▶ EXERCISE INSTRUCTIONS:
Print, unchanged, the line containing "Please indicate the overcast" along with all lines that follow it to the end of the listing.

▶ INFORMATION PROVIDED:
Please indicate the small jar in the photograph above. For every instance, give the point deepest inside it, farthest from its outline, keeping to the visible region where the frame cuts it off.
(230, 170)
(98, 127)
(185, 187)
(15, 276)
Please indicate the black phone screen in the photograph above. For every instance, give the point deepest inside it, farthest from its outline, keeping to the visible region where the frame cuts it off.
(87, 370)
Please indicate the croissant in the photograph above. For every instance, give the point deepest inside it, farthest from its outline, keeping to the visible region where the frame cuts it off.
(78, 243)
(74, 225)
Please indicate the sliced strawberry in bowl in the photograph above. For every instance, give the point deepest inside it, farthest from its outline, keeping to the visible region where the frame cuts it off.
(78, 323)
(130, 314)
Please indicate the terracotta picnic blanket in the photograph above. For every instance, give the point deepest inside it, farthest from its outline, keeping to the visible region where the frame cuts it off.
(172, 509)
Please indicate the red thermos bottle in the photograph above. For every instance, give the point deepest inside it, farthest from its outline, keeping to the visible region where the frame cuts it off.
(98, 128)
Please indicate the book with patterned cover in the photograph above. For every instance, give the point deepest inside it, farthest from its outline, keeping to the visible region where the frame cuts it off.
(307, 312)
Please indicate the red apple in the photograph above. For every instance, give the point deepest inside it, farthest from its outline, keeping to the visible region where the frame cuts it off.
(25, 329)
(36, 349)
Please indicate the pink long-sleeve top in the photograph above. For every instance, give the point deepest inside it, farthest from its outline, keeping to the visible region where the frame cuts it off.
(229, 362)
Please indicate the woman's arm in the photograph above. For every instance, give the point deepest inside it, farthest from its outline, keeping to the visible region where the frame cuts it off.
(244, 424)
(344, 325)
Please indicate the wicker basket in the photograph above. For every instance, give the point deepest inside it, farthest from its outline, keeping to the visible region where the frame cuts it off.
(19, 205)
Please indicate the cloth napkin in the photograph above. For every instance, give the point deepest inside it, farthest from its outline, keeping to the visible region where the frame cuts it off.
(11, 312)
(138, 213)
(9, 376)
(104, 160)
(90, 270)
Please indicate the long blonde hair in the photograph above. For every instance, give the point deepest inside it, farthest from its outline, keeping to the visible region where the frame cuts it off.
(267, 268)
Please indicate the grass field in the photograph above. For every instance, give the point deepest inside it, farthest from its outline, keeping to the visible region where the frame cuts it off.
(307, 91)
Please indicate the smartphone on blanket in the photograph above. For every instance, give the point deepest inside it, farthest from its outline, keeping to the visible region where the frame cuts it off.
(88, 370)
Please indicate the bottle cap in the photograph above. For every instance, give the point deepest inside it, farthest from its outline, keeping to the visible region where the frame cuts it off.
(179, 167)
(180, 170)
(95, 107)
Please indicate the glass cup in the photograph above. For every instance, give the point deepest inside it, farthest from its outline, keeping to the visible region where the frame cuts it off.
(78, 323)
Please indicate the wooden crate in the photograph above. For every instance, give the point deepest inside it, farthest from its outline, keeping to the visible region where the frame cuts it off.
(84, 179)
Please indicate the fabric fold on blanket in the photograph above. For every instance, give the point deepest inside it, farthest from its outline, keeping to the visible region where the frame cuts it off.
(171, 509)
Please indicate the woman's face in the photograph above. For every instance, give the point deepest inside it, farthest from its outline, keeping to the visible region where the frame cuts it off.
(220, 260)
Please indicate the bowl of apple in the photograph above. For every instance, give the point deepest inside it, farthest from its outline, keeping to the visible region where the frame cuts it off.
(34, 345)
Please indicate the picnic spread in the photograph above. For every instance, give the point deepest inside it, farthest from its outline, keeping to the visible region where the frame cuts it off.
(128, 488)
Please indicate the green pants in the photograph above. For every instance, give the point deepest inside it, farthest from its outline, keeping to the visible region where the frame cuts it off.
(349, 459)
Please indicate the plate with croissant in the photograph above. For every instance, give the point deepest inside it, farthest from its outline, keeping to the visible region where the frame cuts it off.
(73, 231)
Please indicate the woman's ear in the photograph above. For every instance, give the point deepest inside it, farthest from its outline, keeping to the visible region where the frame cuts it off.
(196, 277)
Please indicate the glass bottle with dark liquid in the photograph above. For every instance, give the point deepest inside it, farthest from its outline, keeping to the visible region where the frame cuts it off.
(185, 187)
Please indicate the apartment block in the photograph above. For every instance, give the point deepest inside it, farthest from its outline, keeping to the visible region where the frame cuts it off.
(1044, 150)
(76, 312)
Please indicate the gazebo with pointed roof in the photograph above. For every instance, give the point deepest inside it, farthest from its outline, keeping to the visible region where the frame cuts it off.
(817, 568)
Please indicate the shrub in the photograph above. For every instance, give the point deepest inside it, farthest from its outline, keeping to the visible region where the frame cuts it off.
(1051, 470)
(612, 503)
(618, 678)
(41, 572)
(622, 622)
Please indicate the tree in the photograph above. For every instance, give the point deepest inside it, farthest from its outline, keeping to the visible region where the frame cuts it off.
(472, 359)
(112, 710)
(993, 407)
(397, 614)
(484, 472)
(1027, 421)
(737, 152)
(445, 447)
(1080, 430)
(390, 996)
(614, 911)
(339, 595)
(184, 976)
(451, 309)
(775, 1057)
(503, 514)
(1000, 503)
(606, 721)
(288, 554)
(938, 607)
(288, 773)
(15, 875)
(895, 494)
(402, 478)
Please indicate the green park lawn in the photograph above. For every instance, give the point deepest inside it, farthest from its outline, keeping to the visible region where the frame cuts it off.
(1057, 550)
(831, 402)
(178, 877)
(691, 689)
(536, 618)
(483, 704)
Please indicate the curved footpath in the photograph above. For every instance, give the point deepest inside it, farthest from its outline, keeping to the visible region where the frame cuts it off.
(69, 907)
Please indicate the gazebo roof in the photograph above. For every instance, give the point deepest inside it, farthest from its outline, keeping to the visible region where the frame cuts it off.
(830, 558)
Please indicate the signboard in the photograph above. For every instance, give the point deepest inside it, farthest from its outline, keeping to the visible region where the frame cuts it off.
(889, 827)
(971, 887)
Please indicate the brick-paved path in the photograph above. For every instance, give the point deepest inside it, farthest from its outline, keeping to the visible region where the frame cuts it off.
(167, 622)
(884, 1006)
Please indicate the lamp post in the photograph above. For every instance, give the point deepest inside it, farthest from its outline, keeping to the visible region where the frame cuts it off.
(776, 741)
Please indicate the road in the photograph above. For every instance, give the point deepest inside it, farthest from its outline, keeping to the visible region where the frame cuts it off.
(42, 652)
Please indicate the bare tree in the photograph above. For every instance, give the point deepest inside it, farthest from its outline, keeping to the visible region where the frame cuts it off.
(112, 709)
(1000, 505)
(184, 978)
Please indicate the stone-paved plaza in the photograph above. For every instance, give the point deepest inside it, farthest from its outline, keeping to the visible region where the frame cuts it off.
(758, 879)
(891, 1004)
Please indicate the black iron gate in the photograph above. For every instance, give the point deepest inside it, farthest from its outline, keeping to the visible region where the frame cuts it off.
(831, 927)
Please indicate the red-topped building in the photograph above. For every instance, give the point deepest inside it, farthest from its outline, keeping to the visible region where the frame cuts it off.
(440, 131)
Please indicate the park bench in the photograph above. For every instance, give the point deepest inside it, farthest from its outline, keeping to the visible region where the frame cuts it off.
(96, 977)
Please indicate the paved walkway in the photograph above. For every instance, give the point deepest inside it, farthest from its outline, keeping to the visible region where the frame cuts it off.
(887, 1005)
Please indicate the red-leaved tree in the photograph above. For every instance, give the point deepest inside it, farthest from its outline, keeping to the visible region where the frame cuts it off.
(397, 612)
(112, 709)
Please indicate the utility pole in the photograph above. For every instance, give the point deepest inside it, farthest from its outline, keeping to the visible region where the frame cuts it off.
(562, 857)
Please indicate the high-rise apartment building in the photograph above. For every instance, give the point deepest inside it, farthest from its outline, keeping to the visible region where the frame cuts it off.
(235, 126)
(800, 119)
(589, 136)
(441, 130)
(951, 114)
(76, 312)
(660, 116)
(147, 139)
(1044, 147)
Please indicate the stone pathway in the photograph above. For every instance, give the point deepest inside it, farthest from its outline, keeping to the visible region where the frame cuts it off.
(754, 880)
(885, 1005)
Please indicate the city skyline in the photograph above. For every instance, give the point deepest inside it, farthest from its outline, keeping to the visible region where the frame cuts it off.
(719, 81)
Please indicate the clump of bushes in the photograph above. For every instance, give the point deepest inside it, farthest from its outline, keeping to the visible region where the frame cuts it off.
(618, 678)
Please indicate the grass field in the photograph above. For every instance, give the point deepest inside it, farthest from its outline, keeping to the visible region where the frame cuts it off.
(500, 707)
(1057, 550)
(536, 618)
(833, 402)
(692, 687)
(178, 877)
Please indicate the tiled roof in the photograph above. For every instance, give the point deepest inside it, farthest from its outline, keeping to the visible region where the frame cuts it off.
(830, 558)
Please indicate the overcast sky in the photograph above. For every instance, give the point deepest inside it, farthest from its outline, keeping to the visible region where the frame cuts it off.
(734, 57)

▶ RESULT:
Please indicate the overcast sky in the photograph above. For every instance, give the point deepest inside it, farthest from its outline, keeping to the visible region where the frame cuts it off.
(734, 57)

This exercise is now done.